##### Excerpted data

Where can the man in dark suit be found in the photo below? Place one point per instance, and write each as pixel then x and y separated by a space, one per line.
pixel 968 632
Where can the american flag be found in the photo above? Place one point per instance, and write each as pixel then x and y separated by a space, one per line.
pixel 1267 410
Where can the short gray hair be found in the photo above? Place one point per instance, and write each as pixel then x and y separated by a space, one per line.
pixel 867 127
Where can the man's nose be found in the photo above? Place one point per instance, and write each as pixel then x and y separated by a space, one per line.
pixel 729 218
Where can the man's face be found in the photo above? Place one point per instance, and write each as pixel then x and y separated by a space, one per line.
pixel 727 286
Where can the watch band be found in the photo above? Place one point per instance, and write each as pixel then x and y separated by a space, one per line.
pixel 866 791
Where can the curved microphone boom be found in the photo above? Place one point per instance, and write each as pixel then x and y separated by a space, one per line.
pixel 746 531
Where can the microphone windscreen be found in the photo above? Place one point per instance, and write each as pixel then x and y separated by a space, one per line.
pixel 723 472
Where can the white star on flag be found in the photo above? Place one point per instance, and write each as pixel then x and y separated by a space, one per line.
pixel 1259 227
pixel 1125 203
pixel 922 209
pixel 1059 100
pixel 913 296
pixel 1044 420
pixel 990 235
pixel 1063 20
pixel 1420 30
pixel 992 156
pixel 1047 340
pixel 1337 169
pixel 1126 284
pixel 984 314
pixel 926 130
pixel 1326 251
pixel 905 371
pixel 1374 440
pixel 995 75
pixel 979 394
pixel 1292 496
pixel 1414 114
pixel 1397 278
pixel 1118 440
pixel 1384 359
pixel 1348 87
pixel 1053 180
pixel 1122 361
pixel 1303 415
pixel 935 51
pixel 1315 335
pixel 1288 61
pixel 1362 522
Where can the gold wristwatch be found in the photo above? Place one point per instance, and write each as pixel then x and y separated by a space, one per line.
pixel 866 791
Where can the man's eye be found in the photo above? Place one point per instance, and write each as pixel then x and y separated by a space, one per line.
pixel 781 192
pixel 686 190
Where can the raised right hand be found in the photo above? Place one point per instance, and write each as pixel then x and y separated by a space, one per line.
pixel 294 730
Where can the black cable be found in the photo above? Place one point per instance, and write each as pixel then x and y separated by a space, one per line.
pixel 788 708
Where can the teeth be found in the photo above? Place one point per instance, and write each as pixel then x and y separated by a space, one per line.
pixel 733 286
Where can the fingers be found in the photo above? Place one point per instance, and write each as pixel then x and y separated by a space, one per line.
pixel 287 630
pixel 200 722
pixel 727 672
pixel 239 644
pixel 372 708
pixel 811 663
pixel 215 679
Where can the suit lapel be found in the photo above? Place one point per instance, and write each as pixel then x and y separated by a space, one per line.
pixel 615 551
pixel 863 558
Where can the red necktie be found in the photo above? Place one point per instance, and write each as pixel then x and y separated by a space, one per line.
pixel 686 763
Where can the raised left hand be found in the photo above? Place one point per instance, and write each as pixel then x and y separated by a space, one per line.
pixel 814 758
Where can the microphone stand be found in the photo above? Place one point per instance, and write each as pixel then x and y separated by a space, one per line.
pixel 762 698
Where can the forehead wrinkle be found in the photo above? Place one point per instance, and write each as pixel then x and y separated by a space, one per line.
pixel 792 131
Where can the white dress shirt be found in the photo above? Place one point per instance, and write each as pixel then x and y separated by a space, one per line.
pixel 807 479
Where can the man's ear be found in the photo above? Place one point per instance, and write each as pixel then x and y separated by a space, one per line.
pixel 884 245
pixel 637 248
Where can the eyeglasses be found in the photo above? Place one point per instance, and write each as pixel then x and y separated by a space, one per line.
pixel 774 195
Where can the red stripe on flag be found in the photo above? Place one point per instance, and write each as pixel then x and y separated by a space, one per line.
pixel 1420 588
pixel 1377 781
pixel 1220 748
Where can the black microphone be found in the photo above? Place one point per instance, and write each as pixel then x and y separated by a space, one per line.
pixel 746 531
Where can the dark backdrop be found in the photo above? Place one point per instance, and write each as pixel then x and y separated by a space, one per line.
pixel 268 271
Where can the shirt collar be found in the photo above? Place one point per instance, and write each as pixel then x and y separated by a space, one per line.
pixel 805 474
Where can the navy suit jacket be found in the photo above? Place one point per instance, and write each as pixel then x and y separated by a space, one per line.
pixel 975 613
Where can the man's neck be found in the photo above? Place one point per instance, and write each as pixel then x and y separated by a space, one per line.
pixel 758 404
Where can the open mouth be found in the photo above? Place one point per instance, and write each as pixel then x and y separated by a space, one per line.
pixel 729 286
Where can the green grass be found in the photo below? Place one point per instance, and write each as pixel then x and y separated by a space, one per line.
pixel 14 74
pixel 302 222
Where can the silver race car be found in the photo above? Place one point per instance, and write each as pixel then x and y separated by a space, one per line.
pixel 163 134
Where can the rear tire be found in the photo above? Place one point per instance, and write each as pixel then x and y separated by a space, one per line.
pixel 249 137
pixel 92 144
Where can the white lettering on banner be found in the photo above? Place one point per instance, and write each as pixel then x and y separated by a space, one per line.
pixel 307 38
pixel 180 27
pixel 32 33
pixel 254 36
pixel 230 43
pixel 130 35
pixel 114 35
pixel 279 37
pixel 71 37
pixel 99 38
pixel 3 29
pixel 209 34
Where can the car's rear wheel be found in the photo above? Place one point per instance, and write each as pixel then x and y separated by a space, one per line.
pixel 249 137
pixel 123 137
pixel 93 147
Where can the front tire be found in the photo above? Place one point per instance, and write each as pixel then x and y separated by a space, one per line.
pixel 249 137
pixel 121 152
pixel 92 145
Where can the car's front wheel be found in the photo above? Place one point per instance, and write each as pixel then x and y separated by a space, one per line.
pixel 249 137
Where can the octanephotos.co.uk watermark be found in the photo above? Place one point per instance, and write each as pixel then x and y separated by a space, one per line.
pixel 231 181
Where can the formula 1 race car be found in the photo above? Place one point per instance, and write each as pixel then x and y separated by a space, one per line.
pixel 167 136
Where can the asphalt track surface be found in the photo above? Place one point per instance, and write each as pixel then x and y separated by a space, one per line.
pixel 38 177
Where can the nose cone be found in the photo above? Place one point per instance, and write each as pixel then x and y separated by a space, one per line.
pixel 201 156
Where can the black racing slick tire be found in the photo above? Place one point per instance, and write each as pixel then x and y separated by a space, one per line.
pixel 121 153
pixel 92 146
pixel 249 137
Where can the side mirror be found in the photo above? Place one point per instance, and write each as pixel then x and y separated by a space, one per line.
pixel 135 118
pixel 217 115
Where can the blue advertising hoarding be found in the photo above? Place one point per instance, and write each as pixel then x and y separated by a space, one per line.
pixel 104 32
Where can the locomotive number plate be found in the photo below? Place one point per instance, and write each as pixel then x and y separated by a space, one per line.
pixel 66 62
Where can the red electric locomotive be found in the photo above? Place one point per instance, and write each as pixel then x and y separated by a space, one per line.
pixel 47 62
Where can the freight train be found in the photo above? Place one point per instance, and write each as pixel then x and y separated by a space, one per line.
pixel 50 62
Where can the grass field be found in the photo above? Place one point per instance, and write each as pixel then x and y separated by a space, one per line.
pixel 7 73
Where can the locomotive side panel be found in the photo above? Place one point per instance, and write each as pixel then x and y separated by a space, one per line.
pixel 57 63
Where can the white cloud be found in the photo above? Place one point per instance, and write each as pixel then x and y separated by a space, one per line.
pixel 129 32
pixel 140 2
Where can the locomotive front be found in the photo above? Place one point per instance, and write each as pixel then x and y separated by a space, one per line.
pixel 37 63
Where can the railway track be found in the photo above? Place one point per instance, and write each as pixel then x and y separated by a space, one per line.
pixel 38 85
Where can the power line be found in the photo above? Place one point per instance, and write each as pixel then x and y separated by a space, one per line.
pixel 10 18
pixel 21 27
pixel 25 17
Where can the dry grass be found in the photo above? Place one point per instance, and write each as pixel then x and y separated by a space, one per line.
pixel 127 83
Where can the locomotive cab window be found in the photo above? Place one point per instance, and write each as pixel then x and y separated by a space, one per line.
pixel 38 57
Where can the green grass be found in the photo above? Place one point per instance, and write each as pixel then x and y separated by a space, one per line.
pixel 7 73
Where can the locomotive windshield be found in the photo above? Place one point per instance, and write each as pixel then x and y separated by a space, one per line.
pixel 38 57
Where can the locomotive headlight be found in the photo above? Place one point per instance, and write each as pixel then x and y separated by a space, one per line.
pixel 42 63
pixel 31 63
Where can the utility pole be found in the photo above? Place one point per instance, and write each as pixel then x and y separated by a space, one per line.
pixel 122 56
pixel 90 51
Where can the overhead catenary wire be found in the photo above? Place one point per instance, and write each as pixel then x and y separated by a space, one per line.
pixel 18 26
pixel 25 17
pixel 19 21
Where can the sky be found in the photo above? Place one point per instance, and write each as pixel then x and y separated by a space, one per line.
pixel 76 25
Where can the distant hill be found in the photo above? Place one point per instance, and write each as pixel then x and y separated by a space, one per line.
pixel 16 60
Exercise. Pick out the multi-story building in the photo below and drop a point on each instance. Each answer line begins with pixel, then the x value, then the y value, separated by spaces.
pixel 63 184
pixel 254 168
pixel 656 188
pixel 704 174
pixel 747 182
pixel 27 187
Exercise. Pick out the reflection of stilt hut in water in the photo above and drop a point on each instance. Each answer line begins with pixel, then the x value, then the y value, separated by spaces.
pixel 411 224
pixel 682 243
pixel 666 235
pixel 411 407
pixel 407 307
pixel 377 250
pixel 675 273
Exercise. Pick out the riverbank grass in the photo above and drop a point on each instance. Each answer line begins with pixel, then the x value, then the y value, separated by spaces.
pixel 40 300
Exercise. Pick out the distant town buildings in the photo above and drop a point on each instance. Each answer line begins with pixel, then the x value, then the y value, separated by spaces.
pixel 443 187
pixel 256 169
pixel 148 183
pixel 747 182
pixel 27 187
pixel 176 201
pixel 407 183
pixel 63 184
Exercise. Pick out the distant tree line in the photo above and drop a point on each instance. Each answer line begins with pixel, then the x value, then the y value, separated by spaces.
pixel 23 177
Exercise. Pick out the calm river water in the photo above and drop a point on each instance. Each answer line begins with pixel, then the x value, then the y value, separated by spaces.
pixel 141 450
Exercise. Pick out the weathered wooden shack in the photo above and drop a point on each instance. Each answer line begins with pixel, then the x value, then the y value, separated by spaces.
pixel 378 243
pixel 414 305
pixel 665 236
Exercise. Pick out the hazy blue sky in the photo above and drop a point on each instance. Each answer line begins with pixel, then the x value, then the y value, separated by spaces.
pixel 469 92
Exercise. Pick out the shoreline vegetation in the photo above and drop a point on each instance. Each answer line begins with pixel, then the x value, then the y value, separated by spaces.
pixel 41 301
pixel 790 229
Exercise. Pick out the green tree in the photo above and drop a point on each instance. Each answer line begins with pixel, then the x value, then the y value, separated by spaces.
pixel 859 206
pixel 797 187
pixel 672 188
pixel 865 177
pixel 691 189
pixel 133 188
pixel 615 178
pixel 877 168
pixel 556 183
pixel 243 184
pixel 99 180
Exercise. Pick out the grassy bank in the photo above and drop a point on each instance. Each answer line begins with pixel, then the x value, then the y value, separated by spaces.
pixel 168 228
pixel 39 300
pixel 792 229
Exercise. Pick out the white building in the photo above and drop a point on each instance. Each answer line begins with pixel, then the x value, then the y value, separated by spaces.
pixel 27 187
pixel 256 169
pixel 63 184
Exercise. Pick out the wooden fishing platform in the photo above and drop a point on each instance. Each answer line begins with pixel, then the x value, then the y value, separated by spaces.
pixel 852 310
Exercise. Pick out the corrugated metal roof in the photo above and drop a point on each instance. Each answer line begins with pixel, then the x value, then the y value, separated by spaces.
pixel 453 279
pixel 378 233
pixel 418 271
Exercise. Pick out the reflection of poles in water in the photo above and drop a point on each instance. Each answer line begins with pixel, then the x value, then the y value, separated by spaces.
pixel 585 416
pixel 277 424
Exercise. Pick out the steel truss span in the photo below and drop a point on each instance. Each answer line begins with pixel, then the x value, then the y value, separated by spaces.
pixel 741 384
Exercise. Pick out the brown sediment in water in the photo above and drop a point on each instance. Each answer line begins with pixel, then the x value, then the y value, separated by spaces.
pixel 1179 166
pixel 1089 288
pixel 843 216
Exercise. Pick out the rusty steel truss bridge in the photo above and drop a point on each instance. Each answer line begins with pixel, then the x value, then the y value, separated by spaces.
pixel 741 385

##########

* What needs to be done
Rewrite the stretch from the line containing "Where can the suit" through the line containing "pixel 863 558", changing "suit lapel" to "jacket lapel" and leaving everything else untouched.

* Final result
Where can the jacket lapel be found in the photo above? Place one point per instance, and write each as pixel then x and y separated by a space, one per line.
pixel 615 551
pixel 863 558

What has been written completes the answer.